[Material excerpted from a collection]
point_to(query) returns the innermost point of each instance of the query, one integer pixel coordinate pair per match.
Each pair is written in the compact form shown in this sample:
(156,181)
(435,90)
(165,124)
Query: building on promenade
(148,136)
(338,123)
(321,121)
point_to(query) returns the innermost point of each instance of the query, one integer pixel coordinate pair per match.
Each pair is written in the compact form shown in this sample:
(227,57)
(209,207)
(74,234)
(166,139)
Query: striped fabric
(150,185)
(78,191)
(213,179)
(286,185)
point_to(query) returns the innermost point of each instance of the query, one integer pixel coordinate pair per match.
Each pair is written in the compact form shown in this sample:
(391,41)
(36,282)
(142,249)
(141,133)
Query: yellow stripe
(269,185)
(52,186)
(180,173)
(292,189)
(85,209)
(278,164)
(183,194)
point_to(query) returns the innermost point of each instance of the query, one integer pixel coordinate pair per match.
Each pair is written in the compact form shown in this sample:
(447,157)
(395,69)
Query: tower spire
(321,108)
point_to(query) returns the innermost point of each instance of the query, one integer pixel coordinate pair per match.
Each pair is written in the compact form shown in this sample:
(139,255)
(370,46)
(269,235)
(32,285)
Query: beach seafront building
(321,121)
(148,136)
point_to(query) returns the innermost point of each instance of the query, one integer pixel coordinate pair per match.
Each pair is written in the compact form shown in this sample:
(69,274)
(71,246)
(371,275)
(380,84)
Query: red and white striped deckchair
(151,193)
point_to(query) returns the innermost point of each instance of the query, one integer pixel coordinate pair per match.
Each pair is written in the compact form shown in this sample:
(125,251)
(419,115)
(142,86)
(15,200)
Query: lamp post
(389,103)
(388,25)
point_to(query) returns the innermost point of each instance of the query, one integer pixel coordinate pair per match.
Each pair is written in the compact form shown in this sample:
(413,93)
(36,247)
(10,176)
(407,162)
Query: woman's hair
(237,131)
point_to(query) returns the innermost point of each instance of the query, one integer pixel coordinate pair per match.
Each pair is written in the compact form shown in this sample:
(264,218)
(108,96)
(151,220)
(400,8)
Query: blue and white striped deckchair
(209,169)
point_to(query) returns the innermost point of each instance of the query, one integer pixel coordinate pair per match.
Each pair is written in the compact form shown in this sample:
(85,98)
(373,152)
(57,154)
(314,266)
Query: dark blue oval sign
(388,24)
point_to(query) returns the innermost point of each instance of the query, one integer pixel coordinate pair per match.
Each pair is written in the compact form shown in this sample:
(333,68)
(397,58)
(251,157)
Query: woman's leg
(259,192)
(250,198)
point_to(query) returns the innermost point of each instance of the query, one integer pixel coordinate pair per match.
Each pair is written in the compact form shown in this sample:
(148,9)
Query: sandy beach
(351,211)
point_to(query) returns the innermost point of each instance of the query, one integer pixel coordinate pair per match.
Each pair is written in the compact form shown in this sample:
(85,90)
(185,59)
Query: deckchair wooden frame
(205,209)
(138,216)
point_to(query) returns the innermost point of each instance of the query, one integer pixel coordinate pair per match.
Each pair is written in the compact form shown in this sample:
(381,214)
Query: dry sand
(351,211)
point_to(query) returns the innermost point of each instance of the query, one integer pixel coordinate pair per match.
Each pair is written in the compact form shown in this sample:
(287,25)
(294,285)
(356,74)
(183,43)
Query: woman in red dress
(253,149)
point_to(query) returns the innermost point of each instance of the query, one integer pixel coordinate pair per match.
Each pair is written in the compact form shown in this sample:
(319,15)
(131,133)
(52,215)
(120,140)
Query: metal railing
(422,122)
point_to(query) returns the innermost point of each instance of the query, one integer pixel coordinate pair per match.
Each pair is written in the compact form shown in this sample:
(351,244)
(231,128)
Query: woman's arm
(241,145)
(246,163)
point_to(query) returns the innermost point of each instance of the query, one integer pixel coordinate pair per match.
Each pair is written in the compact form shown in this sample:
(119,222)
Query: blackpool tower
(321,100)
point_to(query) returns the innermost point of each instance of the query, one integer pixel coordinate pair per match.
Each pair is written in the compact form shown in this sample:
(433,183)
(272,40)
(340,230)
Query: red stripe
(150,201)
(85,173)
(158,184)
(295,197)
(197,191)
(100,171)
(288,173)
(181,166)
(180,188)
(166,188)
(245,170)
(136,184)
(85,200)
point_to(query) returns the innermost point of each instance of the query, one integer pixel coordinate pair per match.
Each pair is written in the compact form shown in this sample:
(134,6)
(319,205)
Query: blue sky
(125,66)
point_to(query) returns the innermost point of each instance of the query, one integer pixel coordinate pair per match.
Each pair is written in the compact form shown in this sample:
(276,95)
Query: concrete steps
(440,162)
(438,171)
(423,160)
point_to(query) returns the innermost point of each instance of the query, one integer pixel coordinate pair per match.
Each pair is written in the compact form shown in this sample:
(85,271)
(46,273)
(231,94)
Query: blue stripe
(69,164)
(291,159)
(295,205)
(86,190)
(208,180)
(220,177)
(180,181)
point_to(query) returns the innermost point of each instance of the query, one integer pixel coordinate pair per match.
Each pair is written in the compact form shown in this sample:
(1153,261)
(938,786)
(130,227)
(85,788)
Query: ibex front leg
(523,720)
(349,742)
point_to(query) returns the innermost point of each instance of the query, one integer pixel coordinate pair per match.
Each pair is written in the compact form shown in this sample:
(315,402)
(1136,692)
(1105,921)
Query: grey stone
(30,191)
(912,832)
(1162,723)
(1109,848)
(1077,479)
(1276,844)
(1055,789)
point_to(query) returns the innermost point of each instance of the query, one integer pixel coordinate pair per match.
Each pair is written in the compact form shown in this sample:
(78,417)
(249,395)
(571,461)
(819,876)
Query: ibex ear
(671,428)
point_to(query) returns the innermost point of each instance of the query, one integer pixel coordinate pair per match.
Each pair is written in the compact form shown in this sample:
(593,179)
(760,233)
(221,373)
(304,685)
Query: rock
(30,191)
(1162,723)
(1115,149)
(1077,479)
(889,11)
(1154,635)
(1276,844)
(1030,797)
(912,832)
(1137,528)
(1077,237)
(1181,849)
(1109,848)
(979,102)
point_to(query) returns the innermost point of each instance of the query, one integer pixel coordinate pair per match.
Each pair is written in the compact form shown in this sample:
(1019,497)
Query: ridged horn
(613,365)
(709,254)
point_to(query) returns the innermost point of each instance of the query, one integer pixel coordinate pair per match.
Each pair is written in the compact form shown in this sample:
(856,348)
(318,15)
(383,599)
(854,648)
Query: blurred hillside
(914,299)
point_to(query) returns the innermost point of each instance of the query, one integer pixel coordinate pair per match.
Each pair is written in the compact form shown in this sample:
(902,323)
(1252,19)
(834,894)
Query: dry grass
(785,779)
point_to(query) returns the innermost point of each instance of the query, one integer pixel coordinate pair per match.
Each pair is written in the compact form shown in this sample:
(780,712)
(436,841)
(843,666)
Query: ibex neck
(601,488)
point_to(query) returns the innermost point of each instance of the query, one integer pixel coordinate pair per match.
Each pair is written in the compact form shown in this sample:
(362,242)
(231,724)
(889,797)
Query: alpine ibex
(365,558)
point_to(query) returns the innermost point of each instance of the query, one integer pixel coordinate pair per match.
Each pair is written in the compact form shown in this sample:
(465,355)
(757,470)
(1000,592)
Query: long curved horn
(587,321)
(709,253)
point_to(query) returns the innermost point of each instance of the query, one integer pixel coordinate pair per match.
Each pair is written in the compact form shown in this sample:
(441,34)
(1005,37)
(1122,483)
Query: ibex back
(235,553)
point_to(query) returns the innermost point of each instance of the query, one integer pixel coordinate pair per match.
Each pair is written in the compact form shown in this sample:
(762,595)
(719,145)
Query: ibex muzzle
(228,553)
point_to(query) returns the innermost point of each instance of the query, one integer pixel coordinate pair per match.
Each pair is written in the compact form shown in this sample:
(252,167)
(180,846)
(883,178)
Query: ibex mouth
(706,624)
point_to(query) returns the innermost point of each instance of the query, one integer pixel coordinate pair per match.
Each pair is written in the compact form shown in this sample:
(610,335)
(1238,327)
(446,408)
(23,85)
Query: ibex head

Challenge:
Return every line of the material above that contains the word "ibex".

Result of this exercise:
Query: ibex front leg
Query: ibex ear
Query: ibex neck
Query: alpine ibex
Query: ibex back
Query: ibex muzzle
Query: ibex mouth
Query: ibex head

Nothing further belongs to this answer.